DATA IN THIS EXERCISE
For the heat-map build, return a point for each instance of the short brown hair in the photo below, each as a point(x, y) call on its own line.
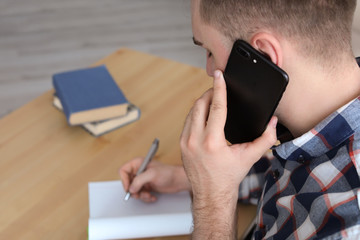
point(322, 26)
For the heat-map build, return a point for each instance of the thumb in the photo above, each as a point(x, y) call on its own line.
point(266, 140)
point(140, 180)
point(256, 149)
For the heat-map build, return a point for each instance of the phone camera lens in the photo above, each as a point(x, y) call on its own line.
point(245, 54)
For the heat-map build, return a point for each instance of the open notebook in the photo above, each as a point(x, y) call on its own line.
point(113, 218)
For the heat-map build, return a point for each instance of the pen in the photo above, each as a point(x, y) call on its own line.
point(154, 147)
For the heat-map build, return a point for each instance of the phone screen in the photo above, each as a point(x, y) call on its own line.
point(254, 86)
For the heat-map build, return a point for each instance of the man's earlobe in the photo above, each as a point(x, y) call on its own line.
point(269, 46)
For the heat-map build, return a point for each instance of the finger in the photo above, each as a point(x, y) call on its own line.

WHAT TO PRODUCE
Leave out the pictures, and give all the records again exactly.

RESPONSE TO THE EXERCISE
For the heat-map build, return a point for each instance of the short brown hair in the photo below, each as a point(x, y) call on its own line.
point(322, 26)
For the heat-map build, return a point for each instance of the thumb in the photo above, each as a point(x, y) call on its own line.
point(266, 140)
point(140, 180)
point(256, 149)
For the heat-map build, return a point for each instance of the phone camera lens in the photo above, each as a point(x, y) call on its own line.
point(245, 54)
For the heat-map build, return a point for each instance of the open notebook in the photo above, each as a point(x, y) call on its own line.
point(113, 218)
For the heat-map build, return a point for each instance of the pen in the photo above, each as a point(x, y) call on its own line.
point(154, 147)
For the heat-map build, return a point for each instance of the phone screen in the photo above, each as a point(x, y) call on its own line.
point(254, 86)
For the heat-map build, return a point for each instance of the man's earlobe in the photo above, each as a point(x, y) call on its own line.
point(269, 46)
For the heat-map build, return a point for each instance of the finger in the photo above, each as a point(x, y) call on its own line.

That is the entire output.